### Página
--------------------------------------------------
Saímos novamente cheios de confiança e com um até já, pois o próximo abastecimento era dali a apenas 5k.

E foi depois deste abastecimento dos 80k, não sei ao certo quanto km depois, que deixei de conseguir correr. A dor já vinha a aparecer há alguns km, mas com 80k nas pernas é normal ter dores!! Pensei que fossem cãimbras, e fui seguindo, mas as dificuldades para correr foram aumentando. 
E aqui toda a prova foi por água abaixo.... As perspectivas de lutar por ganhar mais alguns lugares na classificação, fazer um bom tempo, terminaram por aqui. Ainda disse ao Paulo para ele seguir, eu não ia desistir mas já não conseguia correr... Ele não me abandonou, e assim fomos em modo caminhada até ao Tramagal, aos 93k.

À chegada ao Tramagal, foto da Ana Ribeiro Alves

Chegada ao Tramagal, adoro esta foto!
Neste abastecimento ainda tinha alguma esperança que fossem câimbras o que sentia, e tomei uns comprimidos de magnésio e comi banana, mas nunca chegou a fazer efeito, o mal era outro....
E lá seguimos resignados, eu a lutar contra as dores e o Paulo sem nunca me abandonar. 
Estes últimos km, não até aos 100 como "prometido" mas 104.5 que marcou no meu relógio (estreei aqui o meu novo Suunto Spartan Ultra, espectacular!!), foram uma guerra enorme, mas já tinha decidido que iria terminar custasse o que custasse...
--------------------------------------------------
### Linhas
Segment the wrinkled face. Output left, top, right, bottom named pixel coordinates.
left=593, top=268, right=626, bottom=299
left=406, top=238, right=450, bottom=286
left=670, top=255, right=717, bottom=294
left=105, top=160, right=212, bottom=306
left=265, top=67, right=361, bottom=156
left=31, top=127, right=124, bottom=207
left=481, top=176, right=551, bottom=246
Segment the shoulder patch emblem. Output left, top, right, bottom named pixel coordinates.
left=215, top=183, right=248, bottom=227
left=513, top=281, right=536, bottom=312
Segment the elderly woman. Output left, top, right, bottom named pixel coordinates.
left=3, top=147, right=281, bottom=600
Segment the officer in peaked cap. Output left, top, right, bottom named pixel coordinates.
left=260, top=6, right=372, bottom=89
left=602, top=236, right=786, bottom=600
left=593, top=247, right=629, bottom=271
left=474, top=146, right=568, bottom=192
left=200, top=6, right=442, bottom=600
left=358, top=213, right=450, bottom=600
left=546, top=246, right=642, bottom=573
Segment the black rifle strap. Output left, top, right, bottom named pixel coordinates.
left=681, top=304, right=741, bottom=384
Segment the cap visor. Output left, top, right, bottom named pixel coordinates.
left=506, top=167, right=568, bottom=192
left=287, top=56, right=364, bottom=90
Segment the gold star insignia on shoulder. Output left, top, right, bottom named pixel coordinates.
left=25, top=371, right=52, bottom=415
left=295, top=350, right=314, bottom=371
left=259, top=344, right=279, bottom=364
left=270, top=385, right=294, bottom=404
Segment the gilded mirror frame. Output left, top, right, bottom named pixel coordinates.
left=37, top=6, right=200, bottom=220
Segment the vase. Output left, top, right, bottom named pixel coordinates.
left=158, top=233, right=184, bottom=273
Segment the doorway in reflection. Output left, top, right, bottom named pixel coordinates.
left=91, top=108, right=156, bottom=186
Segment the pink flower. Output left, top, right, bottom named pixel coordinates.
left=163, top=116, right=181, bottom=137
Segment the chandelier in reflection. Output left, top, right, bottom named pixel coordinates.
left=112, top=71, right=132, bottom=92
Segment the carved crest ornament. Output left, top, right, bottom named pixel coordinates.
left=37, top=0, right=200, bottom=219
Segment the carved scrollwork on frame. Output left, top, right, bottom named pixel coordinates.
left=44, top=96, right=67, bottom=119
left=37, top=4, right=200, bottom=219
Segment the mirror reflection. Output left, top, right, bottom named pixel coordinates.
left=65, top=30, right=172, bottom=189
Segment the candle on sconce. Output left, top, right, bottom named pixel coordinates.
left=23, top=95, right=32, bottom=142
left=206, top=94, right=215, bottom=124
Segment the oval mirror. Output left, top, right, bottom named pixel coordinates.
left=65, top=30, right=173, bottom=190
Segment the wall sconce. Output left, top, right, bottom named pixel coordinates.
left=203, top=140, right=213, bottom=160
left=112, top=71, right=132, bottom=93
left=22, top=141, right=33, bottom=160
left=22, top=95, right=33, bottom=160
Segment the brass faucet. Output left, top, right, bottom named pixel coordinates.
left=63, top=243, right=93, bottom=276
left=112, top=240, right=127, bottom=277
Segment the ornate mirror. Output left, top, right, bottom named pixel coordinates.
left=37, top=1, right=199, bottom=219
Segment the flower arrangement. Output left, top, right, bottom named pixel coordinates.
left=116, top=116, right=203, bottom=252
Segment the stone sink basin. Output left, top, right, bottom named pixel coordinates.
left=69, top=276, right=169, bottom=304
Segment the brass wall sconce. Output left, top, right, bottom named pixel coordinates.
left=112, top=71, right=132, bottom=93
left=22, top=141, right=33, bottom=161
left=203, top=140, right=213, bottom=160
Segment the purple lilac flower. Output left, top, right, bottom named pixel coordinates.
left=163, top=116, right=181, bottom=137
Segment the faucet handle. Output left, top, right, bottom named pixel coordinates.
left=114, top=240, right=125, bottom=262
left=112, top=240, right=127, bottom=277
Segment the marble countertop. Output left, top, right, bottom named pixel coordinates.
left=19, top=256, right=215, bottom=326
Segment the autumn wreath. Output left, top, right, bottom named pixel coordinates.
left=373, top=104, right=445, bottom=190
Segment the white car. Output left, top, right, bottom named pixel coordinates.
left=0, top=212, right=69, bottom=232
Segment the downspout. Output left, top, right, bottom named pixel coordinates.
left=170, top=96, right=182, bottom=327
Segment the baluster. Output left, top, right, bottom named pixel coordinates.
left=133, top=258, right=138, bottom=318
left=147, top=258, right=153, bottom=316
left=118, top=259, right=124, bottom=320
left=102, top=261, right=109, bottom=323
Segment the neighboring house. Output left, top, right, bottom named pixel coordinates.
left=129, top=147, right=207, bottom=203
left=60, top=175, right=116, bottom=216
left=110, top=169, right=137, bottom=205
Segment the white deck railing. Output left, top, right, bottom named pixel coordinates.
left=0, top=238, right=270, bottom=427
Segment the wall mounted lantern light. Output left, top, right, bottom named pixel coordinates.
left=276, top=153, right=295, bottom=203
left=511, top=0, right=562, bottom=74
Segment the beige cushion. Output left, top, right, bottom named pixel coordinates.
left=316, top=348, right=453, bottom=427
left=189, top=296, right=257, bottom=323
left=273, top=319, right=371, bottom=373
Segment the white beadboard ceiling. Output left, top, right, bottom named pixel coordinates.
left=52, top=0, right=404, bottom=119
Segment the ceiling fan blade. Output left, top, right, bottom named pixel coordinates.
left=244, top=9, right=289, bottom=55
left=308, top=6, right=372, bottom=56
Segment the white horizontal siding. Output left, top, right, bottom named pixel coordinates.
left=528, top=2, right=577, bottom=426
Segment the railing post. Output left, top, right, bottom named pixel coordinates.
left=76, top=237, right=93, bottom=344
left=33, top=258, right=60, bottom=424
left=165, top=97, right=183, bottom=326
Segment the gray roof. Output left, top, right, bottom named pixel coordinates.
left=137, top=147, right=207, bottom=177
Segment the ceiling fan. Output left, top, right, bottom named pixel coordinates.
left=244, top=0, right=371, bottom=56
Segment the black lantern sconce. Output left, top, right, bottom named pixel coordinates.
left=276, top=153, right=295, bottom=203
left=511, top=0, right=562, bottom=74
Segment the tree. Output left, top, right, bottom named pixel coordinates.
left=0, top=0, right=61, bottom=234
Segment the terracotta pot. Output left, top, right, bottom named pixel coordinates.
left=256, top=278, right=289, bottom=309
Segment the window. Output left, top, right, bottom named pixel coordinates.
--------------------------------------------------
### Enunciado A
Transcreva do relato da corrida o trecho que começa nas palavras "E aqui toda" e termina em "nunca me abandonar.".
### Enunciado B
Resuma em menos palavras o parágrafo do relato da corrida que começa com "E aqui toda a prova foi por água abaixo", mantendo os fatos principais.
### Enunciado C
Continue o relato da corrida a partir do ponto em que ele termina.

### Resposta esperada A
E aqui toda a prova foi por água abaixo.... As perspectivas de lutar por ganhar mais alguns lugares na classificação, fazer um bom tempo, terminaram por aqui. Ainda disse ao Paulo para ele seguir, eu não ia desistir mas já não conseguia correr... Ele não me abandonou, e assim fomos em modo caminhada até ao Tramagal, aos 93k.

À chegada ao Tramagal, foto da Ana Ribeiro Alves

Chegada ao Tramagal, adoro esta foto!
Neste abastecimento ainda tinha alguma esperança que fossem câimbras o que sentia, e tomei uns comprimidos de magnésio e comi banana, mas nunca chegou a fazer efeito, o mal era outro....
E lá seguimos resignados, eu a lutar contra as dores e o Paulo sem nunca me abandonar.

### Resposta esperada B
Aqui a prova foi por água abaixo: acabaram as perspectivas de ganhar lugares na classificação e de fazer um bom tempo. Disse ao Paulo para seguir, pois eu não ia desistir, mas já não conseguia correr. Ele não me abandonou, e fomos caminhando até ao Tramagal, aos 93k.

### Resposta esperada C
O percurso junto ao rio até era capaz de ser agradável, mas eu não tinha vontade nenhuma de olhar pro lado... só queria chegar à ponte para atravessar para a outra margem, mas a porra da ponte nunca mais chegava... Quando por fim chegou, já de noite, faltava "só" mais um bocadinho, que era voltar para trás um par de km num trilho junto ao rio, mas com bastante pedra solta e alguns declives. Louvo a paciência que o Paulo aqui teve comigo, obrigado amigo...
Por fim, apanhamos a última rampa, e chegados lá acima o Paulo avança e diz estas palavras que não esqueço: "Este momento é teu, lutaste para o conseguir, espero por ti ali na meta. Não chores!!".
Mas chorei. Liguei para casa a dizer que estava feito, que estava a chegar ao estádio; desliguei o telefone, olhei para o céu e ofereci esta prova a Ela que nunca me abandona, a minha Mãe. Chorei, gritei, descarreguei tudo enquanto percorria os metros iniciais no tartan da pista. 
Na meta já via o Paulo, as Anas e alguns elementos do staff a puxar por mim e a bater palmas. Sem conseguir, tentei fazer alguma coisa parecida com corrida nos últimos metros, e terminar a prova com alguma dignidade!!









Não tenho ainda palavras para agradecer ao Paulo, à Ana e à Ana por tudo... Toda a atenção, a ajuda, o carinho e paciência que tiveram para comigo, sem vocês acho que não tinha terminado a prova. Mais uma vez, obrigado :)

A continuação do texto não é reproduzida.